Work task | Apart from the pictures, reproduce the data below exactly as it stands.

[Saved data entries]
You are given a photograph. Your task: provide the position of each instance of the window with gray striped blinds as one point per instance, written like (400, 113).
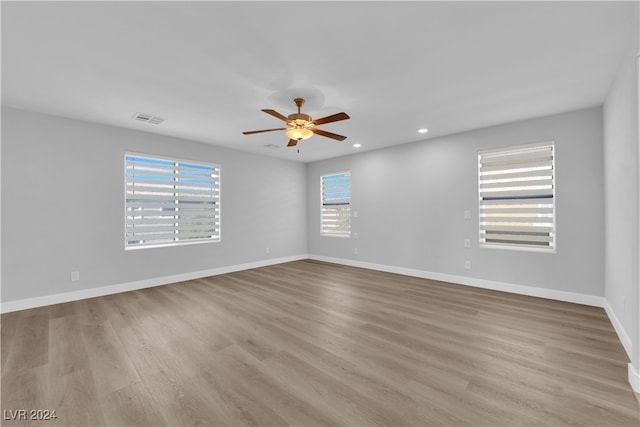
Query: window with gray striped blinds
(336, 204)
(517, 197)
(170, 201)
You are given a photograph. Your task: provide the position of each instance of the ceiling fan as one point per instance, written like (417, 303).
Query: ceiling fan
(300, 126)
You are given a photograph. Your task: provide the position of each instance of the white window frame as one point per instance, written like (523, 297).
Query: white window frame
(539, 198)
(343, 206)
(196, 212)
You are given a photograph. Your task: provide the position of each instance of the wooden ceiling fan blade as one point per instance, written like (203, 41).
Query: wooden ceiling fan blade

Exercise output |
You are given a photograph. Your task: provide the position of each instance of the window with gray striped blinds as one point per instance, written like (400, 113).
Query: window with gray striped blinds
(336, 204)
(517, 197)
(170, 201)
You are given a photograph. Your task: provide the position of each instance of the ceiling fan as one point per instance, written like (417, 303).
Query: ceiling fan
(300, 126)
You are given a photograph. Your task: provide the position of each instance of the white window frame as one point per instance, written like (523, 297).
Query: white window frame
(539, 198)
(343, 206)
(196, 212)
You are given a photograph. Your task: provide the position of each instance of the wooden ceiling fan blade as one point per instance, written like (203, 41).
Query: wooden ceiling fan blade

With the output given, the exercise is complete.